● **READING TEXT**
<<<<

# Monkey and her monkey



## dmgalley (Aug 19, 2012)

We have had this toy stashed because I thought they would tear it apart. I thought it was a monkey but maybe it's not. Willow feel in love. 

Sent from Petguide.com Free App


----------



## dmgalley (Aug 19, 2012)

Sent from Petguide.com Free App


----------



## dio.ren (Jan 18, 2013)

So cute I see she is on the table again Love the last one she looks dreamy that is the look that Molly can't do


----------



## DB1 (Jan 20, 2012)

Oh a lovely real cuddle there, bless.


----------



## dmgalley (Aug 19, 2012)

dio.ren said:


> So cute I see she is on the table again Love the last one she looks dreamy that is the look that Molly can't do


I know I keep saying I'm going to break her of it...... 

Sent from Petguide.com Free App


----------



## RuthMill (Jun 30, 2012)

Oh cute!! It looks a bit catlike.. A catmonkey?!

I think Willow is wise on the table! Just in case you ever do introduce number 3... She might need a Willow hideout!


----------



## dmgalley (Aug 19, 2012)

Jake wanted to be seen too

Sent from Petguide.com Free App


----------



## RuthMill (Jun 30, 2012)

dmgalley said:


> Jake wanted to be seen too
> 
> Sent from Petguide.com Free App


Look at jakes gorgeous eyes!!


----------



## dmgalley (Aug 19, 2012)

ok this is it I promise

Sent from Petguide.com Free App


----------



## Lexi&Beemer (May 5, 2013)

I think a sign that Willow needs a little puppy monkey she can cuddle up with. 


Sent from my iPhone using Tapatalk 2


----------



## RuthMill (Jun 30, 2012)

dmgalley said:


> ok this is it I promise
> 
> Sent from Petguide.com Free App


Gorgeous again!!


----------



## fairlie (Sep 7, 2013)

I find it funny that all of you apologize for posting multiple photos of your own dogs and then many of us spend hours searching on here hopefully hoping people will post more pictures of their amazingly cute dogs....DON'T APOLOGIZE! We love the photos! Post more photos! Post all you want! Post old ones, new ones, repeat one, silly ones, mundane ones, WE LOVE THEM ALL! (at least I do!)

>>>>

● **SUPPLIED MATERIAL**

<<<<

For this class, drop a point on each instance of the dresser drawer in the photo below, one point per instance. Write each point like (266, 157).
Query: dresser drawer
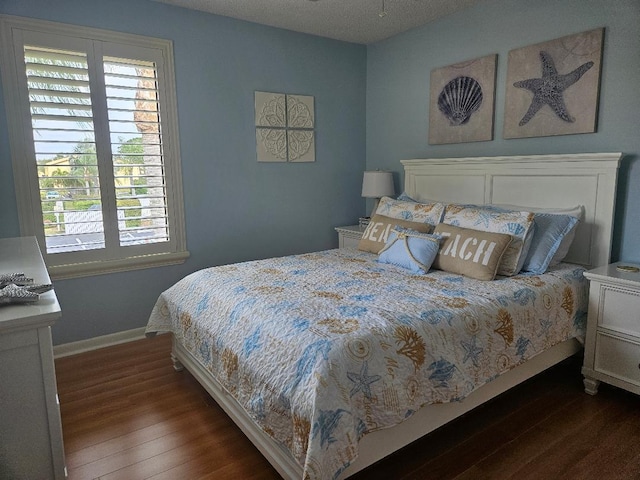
(620, 310)
(618, 358)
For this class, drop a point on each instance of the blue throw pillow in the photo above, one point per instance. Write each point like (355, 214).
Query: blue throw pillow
(550, 229)
(410, 249)
(406, 198)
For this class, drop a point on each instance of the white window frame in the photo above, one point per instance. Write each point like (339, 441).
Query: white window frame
(107, 260)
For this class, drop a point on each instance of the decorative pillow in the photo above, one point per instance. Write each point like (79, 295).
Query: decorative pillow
(473, 253)
(567, 238)
(517, 224)
(376, 234)
(410, 249)
(414, 211)
(404, 197)
(551, 229)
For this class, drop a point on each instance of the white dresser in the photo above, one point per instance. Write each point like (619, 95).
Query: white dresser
(31, 445)
(612, 346)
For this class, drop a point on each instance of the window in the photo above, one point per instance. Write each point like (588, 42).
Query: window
(94, 141)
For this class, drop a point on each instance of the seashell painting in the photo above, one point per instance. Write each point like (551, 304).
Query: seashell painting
(459, 99)
(462, 101)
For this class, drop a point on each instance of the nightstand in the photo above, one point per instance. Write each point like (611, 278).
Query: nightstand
(612, 346)
(349, 236)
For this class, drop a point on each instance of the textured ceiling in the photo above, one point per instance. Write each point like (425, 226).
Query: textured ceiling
(358, 21)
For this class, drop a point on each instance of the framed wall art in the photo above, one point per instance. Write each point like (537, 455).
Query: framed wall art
(552, 87)
(461, 102)
(284, 127)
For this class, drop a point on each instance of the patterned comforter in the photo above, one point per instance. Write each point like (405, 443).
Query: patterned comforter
(322, 348)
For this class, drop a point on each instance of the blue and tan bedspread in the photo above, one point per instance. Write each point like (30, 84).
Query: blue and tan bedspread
(324, 347)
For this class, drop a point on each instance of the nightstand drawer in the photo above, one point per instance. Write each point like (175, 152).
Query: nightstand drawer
(620, 309)
(618, 358)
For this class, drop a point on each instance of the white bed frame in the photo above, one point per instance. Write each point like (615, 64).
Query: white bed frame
(534, 181)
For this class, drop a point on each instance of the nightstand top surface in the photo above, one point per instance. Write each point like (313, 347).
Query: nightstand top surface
(609, 273)
(351, 228)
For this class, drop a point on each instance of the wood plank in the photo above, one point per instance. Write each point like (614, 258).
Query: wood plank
(127, 414)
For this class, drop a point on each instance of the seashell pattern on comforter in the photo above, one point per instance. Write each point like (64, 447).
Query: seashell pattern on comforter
(324, 347)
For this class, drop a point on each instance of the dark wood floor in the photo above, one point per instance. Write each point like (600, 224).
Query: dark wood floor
(126, 414)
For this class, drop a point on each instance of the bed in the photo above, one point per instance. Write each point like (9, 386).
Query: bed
(321, 358)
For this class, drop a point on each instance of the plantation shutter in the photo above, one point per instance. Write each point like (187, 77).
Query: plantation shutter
(136, 143)
(65, 150)
(95, 152)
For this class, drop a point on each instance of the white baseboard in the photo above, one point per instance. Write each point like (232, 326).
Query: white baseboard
(95, 343)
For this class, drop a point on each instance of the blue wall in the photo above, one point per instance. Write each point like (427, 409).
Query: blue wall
(398, 89)
(236, 209)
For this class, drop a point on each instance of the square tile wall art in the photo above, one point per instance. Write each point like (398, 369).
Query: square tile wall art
(284, 127)
(552, 87)
(462, 102)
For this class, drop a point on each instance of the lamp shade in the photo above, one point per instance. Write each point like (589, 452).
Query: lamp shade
(377, 184)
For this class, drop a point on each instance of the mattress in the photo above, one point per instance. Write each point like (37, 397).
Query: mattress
(320, 349)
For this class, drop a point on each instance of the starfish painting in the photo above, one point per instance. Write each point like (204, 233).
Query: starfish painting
(548, 90)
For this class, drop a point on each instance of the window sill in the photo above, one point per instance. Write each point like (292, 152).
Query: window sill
(77, 270)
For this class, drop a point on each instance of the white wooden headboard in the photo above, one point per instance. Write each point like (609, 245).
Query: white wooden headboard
(549, 181)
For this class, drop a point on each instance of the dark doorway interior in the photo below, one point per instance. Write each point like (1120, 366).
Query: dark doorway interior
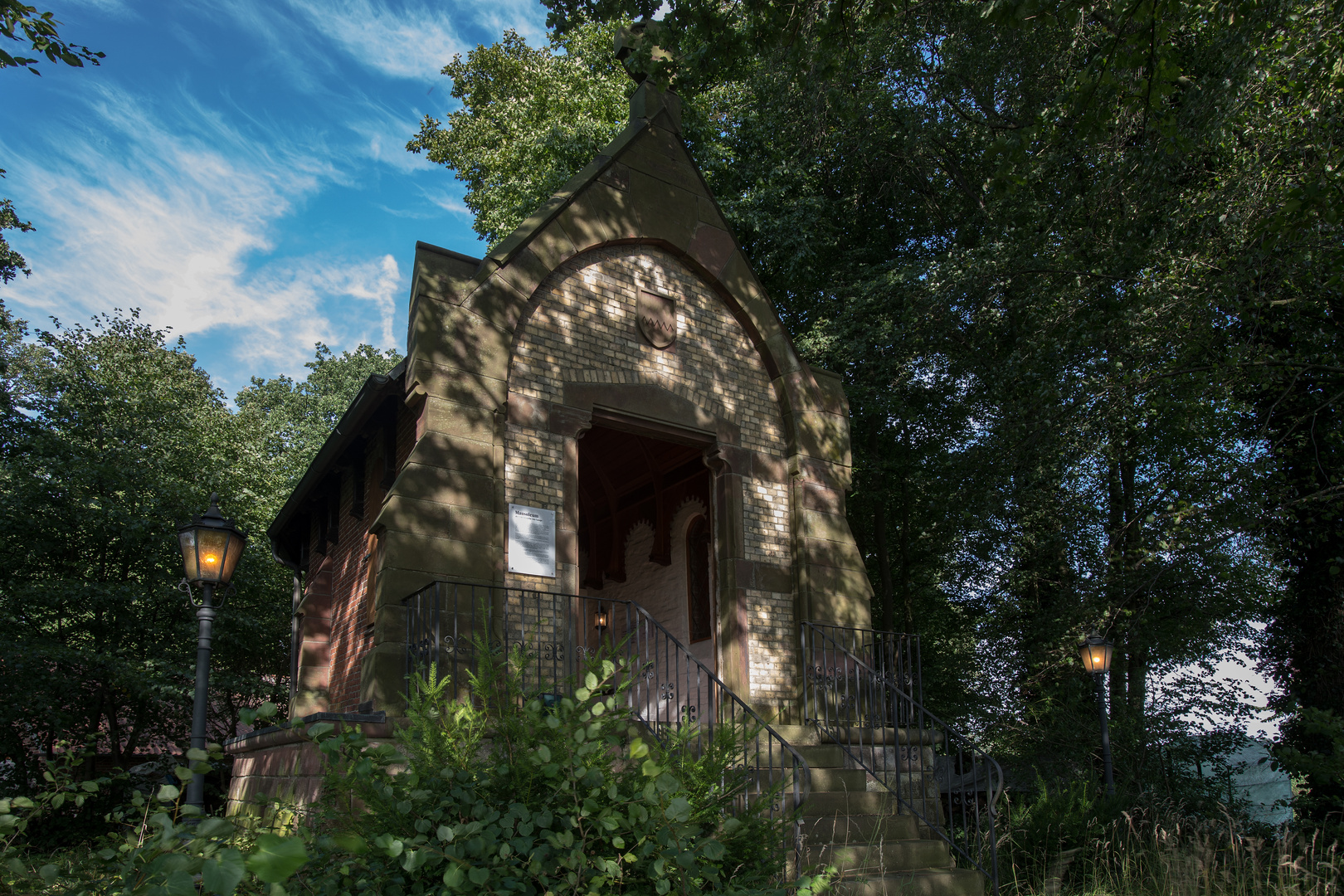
(626, 479)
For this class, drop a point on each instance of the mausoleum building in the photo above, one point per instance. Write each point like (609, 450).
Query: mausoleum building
(605, 409)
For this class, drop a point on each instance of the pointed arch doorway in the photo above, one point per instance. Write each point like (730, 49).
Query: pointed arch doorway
(645, 529)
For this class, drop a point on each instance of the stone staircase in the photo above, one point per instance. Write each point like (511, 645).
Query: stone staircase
(852, 822)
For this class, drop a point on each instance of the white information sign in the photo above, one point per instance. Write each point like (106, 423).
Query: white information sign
(531, 540)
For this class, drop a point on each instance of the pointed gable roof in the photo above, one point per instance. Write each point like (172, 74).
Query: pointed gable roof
(641, 188)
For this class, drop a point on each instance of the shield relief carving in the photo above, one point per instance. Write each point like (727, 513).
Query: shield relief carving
(657, 319)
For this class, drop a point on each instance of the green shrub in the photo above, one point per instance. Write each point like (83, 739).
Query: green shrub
(516, 794)
(507, 794)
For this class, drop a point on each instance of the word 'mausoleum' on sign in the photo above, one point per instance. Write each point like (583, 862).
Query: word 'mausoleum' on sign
(531, 540)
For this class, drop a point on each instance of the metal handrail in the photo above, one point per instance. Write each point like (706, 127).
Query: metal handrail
(672, 691)
(934, 772)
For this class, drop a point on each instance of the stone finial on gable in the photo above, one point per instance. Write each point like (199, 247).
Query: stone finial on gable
(650, 65)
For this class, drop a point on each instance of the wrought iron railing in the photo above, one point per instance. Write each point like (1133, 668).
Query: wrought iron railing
(866, 703)
(672, 691)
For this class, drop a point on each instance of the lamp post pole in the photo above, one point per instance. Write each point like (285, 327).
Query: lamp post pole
(1098, 677)
(1096, 655)
(210, 550)
(206, 621)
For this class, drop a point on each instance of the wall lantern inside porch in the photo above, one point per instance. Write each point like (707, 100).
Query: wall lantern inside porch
(210, 550)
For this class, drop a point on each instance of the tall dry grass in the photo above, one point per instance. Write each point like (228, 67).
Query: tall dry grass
(1163, 852)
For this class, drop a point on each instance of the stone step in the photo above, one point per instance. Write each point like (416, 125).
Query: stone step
(933, 881)
(840, 829)
(880, 857)
(823, 779)
(867, 802)
(811, 737)
(799, 735)
(823, 757)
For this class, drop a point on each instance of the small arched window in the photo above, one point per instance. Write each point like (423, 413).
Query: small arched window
(699, 603)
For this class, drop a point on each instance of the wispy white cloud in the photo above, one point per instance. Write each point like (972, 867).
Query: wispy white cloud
(417, 39)
(177, 214)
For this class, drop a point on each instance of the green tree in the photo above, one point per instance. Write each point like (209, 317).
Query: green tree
(539, 113)
(117, 438)
(290, 419)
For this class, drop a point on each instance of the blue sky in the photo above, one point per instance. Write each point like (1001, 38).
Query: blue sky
(238, 171)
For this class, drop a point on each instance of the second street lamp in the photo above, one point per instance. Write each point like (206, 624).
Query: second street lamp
(1096, 652)
(210, 550)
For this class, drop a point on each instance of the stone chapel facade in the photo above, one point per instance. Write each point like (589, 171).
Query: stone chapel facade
(615, 362)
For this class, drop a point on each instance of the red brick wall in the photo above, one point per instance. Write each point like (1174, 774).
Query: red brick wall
(351, 635)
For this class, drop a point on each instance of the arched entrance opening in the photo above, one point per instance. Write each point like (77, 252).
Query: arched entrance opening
(645, 529)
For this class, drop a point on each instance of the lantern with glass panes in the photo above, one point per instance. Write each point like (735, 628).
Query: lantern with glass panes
(210, 550)
(1096, 653)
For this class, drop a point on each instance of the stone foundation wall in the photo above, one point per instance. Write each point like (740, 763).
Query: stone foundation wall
(284, 765)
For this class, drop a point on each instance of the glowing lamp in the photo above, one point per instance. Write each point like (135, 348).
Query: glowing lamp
(212, 547)
(1096, 653)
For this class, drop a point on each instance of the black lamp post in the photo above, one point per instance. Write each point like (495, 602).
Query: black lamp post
(1096, 653)
(210, 551)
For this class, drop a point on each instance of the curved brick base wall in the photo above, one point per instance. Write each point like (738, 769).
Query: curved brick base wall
(283, 765)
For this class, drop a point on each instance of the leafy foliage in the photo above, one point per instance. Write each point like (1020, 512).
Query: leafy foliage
(117, 438)
(541, 113)
(19, 22)
(112, 436)
(513, 793)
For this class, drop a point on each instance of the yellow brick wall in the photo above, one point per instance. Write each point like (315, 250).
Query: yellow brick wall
(583, 329)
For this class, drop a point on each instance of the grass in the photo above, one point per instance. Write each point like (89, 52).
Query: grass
(1161, 852)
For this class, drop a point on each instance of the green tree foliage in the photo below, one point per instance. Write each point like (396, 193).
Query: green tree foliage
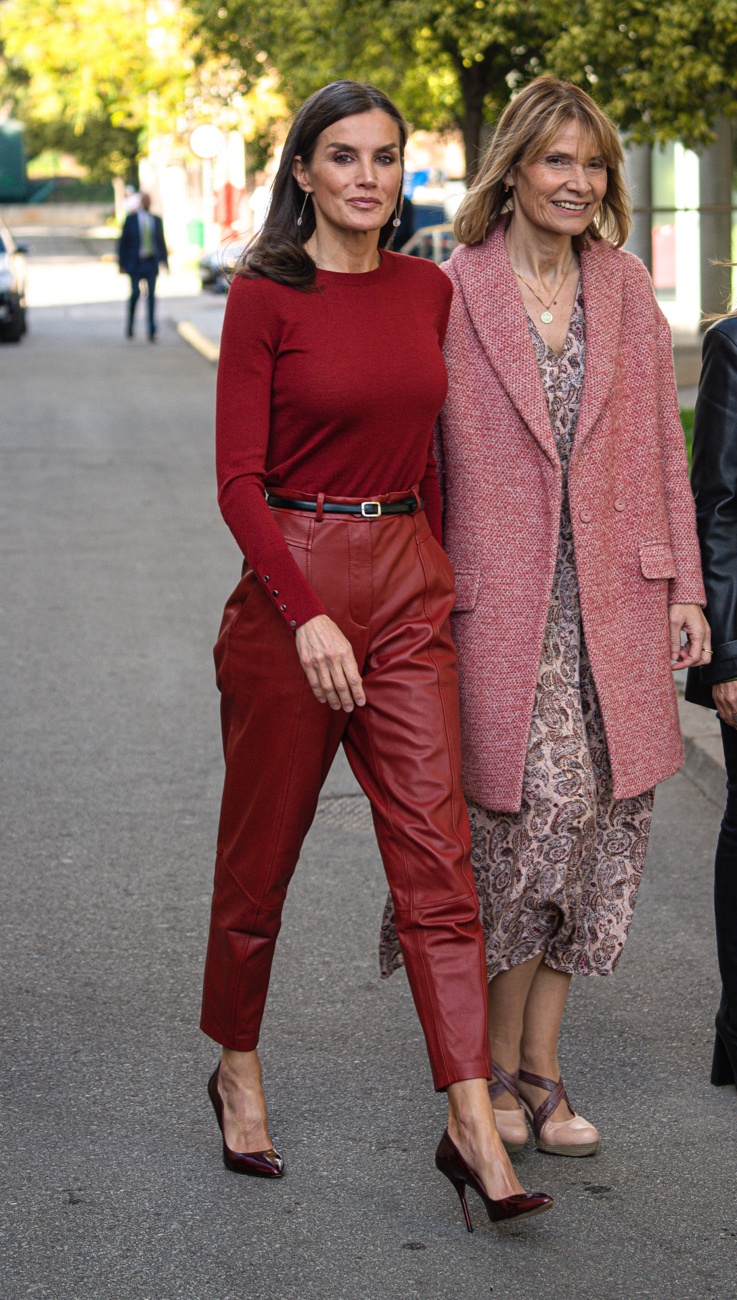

>>>>

● **THE TASKS**
1: Sum up the monkey toy thread above in two sentences.
2: Answer these questions on the monkey toy thread above:
(a) Why had the toy been stashed?
(b) What animal does RuthMill say the toy looks a bit like?
(c) Whose eyes does RuthMill call gorgeous?

● **ANSWERS TO EACH TASK**
1: A forum member posts about a dog named Willow, who fell in love with a toy that had been stashed away for fear the dogs would tear it apart and that may not be a monkey after all. Other members note that Willow is on the table again and that the toy looks a bit catlike, and one tells everyone not to apologize for posting many photos of their dogs.

2:
(a) Because dmgalley thought the dogs would tear it apart.
(b) A cat.
(c) Jake's.